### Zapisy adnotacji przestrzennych
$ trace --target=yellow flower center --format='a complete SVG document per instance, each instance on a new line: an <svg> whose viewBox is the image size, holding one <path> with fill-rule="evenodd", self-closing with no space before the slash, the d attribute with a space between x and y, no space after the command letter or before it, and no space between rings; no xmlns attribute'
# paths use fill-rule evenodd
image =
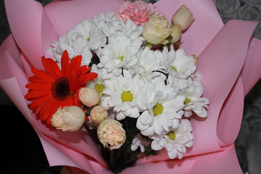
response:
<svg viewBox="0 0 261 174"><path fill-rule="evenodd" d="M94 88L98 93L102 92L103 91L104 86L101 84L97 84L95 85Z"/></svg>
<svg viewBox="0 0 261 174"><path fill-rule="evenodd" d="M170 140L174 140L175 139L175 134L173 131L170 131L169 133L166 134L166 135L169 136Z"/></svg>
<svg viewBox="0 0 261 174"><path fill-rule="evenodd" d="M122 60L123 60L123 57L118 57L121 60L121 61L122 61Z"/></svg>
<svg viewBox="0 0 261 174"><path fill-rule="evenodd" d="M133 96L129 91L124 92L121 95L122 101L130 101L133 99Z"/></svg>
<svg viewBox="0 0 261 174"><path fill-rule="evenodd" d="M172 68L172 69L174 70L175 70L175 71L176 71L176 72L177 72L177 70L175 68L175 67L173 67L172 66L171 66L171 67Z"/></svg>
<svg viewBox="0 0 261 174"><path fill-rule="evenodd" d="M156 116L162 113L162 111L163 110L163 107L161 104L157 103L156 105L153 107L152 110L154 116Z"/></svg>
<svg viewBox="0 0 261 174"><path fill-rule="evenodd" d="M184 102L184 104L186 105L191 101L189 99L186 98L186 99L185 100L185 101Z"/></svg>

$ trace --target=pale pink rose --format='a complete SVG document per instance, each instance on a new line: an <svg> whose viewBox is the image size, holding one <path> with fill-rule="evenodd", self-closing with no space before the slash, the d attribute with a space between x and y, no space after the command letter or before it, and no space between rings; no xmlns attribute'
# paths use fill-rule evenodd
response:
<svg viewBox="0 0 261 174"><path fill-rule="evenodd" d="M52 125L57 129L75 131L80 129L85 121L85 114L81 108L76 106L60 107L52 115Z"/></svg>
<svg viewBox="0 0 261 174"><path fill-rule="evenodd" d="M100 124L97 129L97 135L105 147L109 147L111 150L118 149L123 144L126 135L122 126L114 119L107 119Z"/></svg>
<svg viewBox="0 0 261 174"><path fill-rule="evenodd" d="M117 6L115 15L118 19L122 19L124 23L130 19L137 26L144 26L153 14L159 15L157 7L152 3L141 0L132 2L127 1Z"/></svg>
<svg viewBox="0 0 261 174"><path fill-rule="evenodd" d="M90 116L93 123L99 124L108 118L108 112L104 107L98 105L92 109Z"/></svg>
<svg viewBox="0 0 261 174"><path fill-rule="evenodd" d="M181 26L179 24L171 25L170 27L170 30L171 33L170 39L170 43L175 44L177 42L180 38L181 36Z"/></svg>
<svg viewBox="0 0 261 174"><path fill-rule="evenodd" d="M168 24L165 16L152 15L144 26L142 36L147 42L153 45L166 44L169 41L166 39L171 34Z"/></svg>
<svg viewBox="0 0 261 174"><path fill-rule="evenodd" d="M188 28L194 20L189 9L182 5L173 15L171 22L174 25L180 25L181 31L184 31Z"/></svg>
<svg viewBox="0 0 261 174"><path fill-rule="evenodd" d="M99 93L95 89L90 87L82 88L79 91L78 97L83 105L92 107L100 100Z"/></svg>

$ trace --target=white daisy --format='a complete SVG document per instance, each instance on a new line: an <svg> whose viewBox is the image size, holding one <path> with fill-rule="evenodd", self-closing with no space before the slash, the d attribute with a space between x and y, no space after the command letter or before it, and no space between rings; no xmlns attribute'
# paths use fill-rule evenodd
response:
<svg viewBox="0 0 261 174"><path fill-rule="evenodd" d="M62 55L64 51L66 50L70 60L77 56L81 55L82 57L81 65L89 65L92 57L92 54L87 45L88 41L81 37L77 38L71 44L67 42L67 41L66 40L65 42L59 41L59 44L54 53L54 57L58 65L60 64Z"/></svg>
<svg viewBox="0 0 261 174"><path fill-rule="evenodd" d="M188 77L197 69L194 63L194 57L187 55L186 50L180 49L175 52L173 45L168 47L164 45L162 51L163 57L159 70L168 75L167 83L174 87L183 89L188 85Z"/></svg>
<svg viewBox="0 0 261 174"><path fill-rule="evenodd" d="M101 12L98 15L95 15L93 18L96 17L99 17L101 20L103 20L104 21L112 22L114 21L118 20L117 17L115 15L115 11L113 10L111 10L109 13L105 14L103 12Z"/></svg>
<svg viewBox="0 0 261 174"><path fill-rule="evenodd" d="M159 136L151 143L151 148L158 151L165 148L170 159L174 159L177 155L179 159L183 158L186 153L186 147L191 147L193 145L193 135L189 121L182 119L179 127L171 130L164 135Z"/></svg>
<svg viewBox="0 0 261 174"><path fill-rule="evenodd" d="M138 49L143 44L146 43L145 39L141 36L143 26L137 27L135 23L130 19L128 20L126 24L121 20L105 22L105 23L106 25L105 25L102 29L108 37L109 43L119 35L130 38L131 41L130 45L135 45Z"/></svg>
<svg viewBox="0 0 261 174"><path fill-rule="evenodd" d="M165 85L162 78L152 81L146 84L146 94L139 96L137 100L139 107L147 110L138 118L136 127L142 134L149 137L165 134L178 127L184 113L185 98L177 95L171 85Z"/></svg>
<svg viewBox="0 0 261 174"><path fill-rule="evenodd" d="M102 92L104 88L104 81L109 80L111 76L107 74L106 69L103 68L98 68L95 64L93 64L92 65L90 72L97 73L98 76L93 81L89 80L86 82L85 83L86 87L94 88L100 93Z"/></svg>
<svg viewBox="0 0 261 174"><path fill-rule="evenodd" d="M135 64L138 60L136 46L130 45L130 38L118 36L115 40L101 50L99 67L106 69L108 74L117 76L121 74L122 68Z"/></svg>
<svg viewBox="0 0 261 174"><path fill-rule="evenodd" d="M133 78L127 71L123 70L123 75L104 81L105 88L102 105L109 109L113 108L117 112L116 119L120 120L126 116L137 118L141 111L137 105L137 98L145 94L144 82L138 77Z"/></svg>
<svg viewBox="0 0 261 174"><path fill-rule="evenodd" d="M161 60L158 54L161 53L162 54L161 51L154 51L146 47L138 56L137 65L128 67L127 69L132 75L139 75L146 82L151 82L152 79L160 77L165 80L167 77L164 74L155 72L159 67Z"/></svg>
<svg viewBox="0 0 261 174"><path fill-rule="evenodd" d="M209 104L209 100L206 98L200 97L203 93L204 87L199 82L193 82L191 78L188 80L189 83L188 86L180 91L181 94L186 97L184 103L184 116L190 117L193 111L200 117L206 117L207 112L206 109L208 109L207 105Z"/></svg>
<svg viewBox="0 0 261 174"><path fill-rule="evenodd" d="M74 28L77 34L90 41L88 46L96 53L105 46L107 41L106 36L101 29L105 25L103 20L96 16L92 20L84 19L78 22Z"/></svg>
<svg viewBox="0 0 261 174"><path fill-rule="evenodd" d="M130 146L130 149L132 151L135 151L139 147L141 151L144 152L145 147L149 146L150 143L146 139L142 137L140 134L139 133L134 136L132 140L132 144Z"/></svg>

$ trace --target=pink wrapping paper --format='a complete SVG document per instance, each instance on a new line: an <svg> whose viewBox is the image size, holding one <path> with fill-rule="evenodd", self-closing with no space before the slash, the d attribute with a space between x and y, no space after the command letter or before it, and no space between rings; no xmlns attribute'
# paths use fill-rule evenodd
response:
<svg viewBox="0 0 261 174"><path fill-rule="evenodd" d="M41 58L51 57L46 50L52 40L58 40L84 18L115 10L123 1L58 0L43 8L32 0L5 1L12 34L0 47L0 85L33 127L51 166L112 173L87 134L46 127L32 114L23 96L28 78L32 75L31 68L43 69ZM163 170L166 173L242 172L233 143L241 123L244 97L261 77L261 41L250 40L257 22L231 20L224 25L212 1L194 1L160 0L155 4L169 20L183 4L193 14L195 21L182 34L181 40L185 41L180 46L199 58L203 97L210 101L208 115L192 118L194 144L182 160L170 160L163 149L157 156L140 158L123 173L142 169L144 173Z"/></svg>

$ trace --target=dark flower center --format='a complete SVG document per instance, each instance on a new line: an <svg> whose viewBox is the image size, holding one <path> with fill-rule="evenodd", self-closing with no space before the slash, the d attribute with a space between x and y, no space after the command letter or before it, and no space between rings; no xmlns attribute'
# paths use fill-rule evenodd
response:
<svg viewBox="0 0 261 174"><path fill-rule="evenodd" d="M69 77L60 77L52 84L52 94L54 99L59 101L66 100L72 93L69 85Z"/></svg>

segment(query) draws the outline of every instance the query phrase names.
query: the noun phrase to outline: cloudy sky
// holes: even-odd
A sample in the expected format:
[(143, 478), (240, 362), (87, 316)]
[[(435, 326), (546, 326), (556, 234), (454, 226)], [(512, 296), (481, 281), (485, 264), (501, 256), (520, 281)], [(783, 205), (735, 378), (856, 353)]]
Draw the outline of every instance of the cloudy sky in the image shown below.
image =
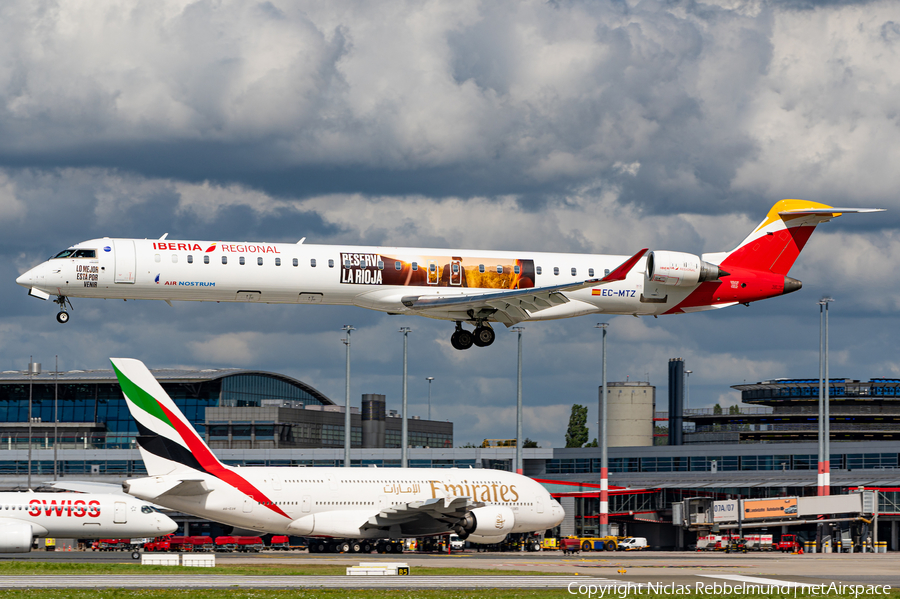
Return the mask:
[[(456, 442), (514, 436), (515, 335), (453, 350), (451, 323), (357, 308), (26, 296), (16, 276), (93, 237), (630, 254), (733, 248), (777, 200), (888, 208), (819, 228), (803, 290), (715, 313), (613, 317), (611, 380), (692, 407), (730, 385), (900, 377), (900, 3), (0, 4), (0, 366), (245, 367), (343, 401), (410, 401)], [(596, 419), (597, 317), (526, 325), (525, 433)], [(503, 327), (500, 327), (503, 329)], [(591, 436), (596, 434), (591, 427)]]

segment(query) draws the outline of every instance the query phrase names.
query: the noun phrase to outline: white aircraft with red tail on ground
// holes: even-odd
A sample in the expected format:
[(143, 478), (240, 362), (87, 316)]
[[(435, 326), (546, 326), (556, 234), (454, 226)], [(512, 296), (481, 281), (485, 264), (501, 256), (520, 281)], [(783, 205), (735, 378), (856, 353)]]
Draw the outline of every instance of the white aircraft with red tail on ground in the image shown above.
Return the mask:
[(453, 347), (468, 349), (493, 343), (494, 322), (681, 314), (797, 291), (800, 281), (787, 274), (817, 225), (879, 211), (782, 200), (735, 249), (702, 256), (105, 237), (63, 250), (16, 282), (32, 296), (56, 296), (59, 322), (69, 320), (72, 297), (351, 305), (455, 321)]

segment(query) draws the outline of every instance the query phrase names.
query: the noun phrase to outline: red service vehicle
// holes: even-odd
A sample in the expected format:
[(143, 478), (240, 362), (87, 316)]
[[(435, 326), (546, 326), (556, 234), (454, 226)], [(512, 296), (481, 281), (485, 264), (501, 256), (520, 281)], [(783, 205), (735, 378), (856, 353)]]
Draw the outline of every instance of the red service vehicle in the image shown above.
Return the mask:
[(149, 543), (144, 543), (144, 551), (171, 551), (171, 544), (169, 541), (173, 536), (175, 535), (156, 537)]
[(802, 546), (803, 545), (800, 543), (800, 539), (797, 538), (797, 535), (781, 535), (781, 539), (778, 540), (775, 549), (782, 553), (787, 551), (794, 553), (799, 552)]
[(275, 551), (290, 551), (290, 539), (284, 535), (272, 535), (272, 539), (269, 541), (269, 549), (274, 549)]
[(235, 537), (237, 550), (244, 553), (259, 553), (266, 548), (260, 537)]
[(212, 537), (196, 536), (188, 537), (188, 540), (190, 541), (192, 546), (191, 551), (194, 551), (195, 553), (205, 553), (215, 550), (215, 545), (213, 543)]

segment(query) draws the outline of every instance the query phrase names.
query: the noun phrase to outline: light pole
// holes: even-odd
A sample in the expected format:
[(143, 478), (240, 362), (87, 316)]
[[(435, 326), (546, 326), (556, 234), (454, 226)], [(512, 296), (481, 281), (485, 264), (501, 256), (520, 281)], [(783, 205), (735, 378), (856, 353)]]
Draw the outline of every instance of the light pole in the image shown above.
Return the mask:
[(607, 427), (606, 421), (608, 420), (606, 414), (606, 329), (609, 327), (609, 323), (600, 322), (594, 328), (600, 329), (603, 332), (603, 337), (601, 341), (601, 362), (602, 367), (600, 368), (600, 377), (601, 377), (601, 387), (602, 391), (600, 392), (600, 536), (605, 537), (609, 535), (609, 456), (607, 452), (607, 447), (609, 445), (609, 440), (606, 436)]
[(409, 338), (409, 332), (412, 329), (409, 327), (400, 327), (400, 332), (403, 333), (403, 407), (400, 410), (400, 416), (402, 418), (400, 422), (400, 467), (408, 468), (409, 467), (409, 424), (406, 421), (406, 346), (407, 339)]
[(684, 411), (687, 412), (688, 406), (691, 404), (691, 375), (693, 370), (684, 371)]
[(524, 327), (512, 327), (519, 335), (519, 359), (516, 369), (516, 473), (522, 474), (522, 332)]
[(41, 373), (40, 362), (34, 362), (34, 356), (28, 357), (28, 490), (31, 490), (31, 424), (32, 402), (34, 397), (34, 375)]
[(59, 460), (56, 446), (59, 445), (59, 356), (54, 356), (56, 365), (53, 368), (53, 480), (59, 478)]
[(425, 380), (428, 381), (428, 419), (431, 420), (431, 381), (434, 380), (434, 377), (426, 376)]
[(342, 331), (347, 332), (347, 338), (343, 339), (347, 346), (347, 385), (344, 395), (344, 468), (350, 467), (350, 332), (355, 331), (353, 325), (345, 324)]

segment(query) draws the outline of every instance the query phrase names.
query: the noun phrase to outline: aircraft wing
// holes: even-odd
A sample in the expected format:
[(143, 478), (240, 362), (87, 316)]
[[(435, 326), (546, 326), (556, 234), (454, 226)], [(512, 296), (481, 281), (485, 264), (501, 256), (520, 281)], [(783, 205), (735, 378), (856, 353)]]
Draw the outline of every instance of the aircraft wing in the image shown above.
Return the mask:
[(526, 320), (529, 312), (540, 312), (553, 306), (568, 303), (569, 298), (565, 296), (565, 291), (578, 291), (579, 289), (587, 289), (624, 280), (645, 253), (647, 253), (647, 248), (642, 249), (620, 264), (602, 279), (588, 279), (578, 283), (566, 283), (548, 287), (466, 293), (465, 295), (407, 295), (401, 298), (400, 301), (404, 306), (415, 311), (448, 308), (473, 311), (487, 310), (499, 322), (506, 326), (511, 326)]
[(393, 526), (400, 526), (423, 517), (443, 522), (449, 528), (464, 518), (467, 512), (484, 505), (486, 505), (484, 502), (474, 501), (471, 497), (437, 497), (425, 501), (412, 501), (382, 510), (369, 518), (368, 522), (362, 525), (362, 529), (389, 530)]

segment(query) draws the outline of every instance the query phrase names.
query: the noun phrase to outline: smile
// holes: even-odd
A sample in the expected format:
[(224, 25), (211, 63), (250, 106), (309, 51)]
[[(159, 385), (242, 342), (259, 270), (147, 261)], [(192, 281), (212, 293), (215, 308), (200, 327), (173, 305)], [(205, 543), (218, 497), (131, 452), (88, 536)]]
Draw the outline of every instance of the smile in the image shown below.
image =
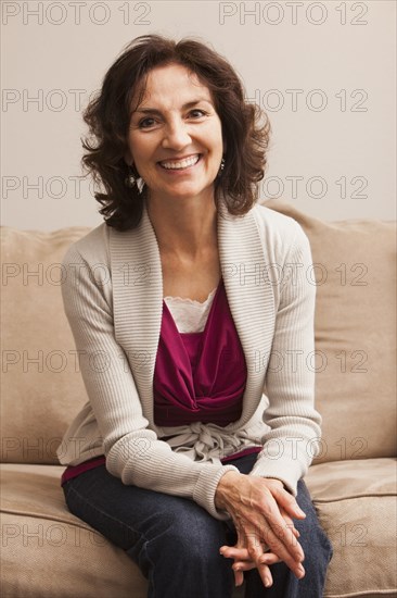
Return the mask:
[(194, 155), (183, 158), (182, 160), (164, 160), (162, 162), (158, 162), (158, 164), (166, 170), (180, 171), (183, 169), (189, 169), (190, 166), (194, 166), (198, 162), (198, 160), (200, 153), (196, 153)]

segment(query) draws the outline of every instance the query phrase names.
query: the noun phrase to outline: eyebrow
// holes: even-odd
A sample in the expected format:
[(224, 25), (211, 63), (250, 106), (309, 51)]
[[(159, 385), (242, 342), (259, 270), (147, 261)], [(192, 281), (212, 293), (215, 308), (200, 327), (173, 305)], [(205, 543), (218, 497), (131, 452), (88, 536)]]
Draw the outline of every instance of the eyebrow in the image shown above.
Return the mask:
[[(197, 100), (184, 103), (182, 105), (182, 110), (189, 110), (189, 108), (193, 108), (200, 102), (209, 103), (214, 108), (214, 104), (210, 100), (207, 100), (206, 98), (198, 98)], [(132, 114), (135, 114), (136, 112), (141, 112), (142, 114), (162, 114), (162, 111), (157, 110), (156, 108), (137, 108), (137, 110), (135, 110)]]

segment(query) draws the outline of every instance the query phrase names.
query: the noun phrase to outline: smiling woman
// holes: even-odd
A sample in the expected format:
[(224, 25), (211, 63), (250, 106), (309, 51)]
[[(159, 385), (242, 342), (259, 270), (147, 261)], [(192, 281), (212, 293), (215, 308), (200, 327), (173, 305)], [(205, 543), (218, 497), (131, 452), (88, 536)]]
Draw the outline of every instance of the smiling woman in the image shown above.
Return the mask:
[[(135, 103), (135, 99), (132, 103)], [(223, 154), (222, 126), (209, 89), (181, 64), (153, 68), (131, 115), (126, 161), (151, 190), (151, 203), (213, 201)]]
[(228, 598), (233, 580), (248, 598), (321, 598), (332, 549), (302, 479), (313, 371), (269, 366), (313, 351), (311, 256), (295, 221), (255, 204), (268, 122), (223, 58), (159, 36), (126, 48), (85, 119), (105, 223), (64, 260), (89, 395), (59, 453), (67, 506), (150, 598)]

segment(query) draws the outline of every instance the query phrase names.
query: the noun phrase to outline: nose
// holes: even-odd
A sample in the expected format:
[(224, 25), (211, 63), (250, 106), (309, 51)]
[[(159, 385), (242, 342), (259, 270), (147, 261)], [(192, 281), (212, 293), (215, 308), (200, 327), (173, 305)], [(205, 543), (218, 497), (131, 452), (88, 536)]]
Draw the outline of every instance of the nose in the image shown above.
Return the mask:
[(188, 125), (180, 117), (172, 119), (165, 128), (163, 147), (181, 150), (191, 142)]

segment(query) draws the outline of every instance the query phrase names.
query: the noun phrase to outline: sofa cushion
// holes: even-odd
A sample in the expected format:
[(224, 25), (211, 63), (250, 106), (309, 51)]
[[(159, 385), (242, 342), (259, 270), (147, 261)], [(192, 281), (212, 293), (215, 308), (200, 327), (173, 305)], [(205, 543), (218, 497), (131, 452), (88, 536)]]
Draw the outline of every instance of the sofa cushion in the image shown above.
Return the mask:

### Cel zadania
Przepisz wiernie cały fragment materiału od wiersza zawierającego „trace --target=pink wrapping” aż do wiersza zawierającego „58L51 57L46 50L52”, łącznie z tymi dwoma wierszami.

### Odpowiedź do zadania
$ trace --target=pink wrapping paper --format='a complete SVG document per instance, each instance on a new line: an <svg> whose viewBox is the image size, holding one <path> with fill-rule="evenodd", self-closing with no space before the slash, the d attribute with a space between x and y, no space after the command letter or before it, and no space between rings; no xmlns attribute'
# paths use fill-rule evenodd
response:
<svg viewBox="0 0 261 174"><path fill-rule="evenodd" d="M41 58L51 57L46 50L52 40L58 40L84 18L115 10L123 1L58 0L43 8L32 0L5 1L12 34L0 47L0 85L33 127L51 166L112 173L87 134L46 127L32 114L23 96L28 78L32 75L31 68L43 69ZM163 170L166 173L242 172L233 143L241 123L244 97L261 77L261 41L250 40L257 22L231 20L224 25L212 1L194 1L160 0L155 4L169 20L183 4L193 14L195 21L182 34L181 40L185 41L180 46L199 58L203 97L210 101L208 115L192 118L194 144L182 160L170 160L163 149L157 156L140 158L123 173L142 169L144 173Z"/></svg>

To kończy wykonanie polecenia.